DIRECTIONS = Extract the lines starting with the line that contains "Reviewing annotations for the orange" and going on through the line that contains "129,334,1242,794", and reproduce them unchanged and nothing else.
══ DATA RECORDS
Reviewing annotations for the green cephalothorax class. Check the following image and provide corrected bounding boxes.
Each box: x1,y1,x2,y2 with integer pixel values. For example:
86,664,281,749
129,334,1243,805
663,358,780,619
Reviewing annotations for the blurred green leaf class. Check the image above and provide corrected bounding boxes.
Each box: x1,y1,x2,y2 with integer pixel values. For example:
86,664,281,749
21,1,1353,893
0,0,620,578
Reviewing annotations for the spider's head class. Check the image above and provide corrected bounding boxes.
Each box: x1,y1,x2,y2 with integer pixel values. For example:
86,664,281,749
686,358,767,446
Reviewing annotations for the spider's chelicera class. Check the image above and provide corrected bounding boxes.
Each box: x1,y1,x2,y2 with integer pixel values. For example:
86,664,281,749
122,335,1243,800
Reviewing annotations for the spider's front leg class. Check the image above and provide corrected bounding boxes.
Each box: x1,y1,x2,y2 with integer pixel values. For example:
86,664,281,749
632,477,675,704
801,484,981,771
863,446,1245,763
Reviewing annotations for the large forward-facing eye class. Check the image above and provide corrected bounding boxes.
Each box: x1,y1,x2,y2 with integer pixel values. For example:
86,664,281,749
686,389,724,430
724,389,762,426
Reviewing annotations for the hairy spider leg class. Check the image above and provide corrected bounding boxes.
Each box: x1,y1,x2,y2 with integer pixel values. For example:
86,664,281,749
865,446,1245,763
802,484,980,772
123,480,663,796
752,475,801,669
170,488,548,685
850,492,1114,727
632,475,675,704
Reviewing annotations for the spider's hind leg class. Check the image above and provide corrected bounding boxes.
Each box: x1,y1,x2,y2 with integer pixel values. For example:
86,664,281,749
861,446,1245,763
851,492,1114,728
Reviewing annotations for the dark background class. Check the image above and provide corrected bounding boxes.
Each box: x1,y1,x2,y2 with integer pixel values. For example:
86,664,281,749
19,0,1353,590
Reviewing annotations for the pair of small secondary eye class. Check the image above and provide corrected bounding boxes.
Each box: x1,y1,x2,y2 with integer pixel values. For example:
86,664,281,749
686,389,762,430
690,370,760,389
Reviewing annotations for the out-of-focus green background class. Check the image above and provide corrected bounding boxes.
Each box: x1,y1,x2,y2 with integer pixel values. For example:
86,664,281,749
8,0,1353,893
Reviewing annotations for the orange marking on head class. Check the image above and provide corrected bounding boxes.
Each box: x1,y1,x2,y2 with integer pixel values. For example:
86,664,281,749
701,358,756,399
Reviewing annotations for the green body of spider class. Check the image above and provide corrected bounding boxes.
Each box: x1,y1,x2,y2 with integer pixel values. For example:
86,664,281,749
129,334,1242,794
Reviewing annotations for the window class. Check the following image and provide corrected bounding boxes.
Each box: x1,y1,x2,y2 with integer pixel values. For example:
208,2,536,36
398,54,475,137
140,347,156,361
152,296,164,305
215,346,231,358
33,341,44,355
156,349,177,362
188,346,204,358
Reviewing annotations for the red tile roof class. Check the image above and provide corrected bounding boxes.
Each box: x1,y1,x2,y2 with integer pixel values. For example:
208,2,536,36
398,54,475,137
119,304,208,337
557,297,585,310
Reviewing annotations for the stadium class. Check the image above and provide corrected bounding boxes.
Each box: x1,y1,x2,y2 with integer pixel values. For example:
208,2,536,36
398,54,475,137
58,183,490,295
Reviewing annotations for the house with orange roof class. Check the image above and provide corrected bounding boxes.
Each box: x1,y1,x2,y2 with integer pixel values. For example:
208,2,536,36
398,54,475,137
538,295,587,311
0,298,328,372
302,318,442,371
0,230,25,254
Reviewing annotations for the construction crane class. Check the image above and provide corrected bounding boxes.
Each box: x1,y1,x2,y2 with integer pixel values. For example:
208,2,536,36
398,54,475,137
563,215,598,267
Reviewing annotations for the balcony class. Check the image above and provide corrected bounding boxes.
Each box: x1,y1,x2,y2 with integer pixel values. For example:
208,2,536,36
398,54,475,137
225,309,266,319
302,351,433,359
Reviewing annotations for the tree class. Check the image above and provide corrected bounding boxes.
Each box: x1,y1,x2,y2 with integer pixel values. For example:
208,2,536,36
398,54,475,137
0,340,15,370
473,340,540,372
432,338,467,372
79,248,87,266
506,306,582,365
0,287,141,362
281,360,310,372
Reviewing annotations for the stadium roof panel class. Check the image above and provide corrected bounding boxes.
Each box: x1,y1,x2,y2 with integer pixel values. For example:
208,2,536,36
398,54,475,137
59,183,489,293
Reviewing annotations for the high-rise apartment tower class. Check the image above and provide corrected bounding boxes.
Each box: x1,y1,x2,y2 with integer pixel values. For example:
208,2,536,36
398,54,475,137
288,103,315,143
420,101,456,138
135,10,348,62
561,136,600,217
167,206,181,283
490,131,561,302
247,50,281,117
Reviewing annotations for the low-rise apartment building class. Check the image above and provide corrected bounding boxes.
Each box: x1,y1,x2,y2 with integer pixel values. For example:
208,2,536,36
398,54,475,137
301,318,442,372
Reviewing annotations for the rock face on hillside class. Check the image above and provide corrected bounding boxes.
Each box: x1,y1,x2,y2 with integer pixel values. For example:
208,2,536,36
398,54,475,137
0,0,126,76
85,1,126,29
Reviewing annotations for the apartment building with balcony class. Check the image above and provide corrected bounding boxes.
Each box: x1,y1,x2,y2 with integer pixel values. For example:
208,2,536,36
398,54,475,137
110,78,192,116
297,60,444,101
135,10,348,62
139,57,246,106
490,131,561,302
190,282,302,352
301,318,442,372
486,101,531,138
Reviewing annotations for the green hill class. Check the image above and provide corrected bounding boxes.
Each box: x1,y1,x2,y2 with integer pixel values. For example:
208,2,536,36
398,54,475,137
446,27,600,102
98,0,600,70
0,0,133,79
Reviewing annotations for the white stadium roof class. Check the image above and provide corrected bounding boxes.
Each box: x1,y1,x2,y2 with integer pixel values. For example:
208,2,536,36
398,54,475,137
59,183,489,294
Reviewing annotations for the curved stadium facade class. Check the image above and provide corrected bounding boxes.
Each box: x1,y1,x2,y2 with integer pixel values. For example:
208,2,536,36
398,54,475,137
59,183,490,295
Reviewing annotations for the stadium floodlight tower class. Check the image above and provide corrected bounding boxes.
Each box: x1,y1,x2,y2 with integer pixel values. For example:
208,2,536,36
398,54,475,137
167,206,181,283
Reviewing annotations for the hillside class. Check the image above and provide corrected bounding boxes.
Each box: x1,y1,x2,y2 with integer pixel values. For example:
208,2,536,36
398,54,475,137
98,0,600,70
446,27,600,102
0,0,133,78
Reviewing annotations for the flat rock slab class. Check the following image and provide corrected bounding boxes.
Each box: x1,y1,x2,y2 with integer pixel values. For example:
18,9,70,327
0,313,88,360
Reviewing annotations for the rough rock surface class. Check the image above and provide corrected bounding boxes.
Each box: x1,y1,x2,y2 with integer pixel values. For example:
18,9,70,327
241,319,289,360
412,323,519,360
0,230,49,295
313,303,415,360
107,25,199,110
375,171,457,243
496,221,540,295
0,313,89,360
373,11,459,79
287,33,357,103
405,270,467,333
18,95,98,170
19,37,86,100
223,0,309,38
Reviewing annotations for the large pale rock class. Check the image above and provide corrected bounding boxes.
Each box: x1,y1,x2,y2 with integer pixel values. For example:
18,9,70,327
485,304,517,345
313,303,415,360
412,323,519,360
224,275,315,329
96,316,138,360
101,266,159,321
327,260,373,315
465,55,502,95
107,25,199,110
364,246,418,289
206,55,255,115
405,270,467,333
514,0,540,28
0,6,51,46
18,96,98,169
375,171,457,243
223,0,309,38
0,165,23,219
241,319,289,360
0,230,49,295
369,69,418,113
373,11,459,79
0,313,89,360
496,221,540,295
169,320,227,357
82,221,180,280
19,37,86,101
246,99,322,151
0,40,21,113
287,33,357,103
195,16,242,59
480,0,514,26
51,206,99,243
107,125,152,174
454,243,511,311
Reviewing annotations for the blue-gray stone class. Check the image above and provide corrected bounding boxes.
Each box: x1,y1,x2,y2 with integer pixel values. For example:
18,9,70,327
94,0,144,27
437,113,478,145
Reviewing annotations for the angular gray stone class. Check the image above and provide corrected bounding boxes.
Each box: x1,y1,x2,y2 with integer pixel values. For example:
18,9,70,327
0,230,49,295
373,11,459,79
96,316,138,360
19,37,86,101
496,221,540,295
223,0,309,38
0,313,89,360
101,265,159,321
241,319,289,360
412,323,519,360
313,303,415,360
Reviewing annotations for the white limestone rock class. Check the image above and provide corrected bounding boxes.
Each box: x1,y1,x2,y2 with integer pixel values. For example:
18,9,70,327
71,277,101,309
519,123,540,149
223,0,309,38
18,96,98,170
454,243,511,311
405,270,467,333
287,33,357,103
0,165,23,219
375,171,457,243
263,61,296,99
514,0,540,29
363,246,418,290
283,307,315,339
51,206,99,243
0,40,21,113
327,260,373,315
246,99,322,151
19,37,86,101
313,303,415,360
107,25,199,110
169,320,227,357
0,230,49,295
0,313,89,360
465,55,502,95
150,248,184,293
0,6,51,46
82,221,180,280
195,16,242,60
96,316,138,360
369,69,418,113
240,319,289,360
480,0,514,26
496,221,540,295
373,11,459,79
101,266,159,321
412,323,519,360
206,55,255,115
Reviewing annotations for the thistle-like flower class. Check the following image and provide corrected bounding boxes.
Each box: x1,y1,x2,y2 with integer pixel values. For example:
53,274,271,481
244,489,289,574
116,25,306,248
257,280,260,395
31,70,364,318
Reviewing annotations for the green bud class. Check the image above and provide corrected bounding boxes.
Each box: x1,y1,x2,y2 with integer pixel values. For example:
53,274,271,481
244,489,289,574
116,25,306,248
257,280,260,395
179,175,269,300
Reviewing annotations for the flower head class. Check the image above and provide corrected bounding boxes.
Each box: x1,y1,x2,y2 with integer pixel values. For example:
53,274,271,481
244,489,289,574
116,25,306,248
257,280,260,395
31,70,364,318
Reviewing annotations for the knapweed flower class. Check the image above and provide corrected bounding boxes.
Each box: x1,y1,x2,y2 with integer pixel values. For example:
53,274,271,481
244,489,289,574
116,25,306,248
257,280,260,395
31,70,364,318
════
ANSWER IN FULL =
Reviewing annotations for the orange marking on head class. Check the image above and provide corrected bounding boxes.
Each box: x1,y1,x2,y2 with integer pixel values. For example:
86,664,281,749
701,358,756,399
Reviewing annotations for the green body of spider class. Check the image above and provide corrected bounding boxes.
Each box: x1,y1,x2,y2 with integer pixel values. For example:
86,664,281,749
129,334,1242,794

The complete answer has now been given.